EXERCISE INSTRUCTIONS: From the data below, pull out and copy every line that contains the string "rocky". Case counts.

RECORDS PROVIDED:
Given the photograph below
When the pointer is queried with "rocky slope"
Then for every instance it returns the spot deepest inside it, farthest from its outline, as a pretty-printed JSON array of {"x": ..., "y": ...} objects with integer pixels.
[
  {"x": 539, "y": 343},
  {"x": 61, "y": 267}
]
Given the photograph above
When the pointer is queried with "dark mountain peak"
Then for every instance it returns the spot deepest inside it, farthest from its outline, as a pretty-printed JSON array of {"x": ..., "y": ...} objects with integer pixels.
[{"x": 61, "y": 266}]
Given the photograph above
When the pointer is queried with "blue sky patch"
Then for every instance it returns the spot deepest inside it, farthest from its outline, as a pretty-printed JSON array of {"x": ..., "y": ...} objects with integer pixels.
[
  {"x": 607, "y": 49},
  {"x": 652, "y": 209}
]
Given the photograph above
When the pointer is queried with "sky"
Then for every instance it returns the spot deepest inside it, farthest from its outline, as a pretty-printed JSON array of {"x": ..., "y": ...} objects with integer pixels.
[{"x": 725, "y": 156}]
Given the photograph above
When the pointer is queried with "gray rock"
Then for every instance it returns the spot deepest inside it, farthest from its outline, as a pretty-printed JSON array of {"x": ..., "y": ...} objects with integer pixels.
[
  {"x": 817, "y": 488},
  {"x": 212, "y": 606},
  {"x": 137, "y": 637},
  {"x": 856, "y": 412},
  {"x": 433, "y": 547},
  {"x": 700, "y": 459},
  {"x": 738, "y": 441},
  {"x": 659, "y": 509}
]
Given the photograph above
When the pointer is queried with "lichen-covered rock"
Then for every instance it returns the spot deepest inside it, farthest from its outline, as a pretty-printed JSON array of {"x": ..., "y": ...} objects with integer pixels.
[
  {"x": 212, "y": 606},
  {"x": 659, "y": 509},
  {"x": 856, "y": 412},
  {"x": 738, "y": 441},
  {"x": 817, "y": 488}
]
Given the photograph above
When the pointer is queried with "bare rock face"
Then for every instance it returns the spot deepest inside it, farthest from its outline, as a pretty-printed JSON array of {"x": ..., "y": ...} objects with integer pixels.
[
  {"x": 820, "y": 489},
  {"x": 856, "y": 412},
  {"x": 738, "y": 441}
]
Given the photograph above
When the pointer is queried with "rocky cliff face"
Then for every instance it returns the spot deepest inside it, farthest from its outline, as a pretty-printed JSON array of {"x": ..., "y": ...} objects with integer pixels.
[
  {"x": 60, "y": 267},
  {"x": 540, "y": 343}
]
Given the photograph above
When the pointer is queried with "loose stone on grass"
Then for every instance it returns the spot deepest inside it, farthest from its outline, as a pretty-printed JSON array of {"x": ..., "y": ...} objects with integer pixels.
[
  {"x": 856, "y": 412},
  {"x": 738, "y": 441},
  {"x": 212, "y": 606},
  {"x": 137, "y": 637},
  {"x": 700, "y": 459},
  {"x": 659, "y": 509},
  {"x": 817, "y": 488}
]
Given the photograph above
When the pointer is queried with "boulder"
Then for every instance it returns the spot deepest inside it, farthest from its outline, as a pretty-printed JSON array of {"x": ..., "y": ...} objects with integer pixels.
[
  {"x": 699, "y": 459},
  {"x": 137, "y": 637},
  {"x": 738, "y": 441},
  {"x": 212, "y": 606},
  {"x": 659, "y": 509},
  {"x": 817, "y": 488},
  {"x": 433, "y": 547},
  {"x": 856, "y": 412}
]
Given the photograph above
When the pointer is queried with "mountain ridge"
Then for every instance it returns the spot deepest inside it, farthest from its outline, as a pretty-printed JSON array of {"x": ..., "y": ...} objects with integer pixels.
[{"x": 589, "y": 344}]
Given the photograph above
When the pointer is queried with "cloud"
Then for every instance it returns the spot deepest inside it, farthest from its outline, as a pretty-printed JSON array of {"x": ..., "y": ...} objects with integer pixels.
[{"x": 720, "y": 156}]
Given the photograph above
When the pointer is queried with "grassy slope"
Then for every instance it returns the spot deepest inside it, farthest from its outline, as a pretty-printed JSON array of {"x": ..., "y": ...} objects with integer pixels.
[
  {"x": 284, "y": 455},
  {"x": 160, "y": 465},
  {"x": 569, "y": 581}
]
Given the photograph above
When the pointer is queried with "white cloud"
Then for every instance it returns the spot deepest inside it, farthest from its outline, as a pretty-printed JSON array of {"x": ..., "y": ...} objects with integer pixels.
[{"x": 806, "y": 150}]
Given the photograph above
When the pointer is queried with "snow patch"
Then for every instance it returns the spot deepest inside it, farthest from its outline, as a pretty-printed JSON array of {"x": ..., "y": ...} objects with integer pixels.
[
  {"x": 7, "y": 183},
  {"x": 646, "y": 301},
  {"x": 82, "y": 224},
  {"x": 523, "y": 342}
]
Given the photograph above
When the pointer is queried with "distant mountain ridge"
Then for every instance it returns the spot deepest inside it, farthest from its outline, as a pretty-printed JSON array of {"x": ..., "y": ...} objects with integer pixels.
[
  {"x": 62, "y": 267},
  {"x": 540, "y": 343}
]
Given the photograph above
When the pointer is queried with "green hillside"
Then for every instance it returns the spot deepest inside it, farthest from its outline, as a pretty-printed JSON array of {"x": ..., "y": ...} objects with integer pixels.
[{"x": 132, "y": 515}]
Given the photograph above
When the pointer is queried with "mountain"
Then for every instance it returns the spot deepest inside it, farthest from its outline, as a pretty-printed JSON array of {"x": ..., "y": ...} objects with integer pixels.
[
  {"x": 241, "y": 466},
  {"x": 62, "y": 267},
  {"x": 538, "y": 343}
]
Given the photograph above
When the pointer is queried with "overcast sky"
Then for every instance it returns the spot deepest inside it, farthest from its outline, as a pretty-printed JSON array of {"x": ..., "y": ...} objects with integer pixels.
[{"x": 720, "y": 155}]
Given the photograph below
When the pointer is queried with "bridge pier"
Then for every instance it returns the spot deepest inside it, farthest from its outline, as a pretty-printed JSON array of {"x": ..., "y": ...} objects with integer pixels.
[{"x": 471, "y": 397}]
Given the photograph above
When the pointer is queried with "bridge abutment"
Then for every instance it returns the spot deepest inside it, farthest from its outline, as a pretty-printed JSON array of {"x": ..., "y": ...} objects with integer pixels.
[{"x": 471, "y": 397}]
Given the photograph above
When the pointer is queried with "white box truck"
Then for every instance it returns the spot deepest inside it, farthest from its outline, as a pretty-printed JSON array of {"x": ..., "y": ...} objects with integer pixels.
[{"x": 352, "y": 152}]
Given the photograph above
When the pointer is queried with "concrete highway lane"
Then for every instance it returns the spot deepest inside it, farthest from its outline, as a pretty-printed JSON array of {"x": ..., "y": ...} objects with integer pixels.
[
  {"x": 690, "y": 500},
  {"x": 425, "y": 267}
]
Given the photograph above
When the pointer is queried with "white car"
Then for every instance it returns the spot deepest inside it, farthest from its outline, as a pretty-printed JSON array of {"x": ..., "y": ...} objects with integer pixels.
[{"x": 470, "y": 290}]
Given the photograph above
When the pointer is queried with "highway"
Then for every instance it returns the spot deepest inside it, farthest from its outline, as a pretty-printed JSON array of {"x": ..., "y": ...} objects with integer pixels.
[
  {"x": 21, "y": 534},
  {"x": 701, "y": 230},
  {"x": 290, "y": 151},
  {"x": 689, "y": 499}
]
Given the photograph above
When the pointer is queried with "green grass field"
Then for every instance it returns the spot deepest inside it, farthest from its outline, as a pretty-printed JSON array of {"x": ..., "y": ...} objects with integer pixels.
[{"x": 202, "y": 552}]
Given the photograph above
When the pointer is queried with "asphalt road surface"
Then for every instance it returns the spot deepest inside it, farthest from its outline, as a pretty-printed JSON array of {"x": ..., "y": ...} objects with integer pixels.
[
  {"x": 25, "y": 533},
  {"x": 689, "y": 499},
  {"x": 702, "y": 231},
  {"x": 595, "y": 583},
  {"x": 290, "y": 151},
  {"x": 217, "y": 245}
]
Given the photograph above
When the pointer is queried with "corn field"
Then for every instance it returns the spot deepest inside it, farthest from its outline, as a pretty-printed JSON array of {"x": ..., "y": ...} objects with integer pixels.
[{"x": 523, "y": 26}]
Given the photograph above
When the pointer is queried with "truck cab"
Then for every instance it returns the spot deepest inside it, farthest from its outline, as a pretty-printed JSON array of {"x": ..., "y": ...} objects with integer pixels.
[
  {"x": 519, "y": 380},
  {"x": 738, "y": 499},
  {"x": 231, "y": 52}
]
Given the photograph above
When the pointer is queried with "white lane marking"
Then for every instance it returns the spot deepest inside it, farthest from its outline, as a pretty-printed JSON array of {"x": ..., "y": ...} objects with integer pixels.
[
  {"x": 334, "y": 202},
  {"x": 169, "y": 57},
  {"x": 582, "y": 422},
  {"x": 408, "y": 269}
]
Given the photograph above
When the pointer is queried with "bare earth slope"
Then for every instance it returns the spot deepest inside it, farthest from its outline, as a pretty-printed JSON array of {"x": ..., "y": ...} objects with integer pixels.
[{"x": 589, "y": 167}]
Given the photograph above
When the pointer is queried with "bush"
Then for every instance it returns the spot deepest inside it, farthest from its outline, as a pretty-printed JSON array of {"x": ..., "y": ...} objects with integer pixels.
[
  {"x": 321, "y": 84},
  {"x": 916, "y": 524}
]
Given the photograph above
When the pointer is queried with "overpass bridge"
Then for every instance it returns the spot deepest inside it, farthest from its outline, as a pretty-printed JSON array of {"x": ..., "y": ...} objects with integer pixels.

SOLUTION FOR THIS PROBLEM:
When the pointer is queried with "rocky slope"
When the pointer is queried with "rocky cliff face"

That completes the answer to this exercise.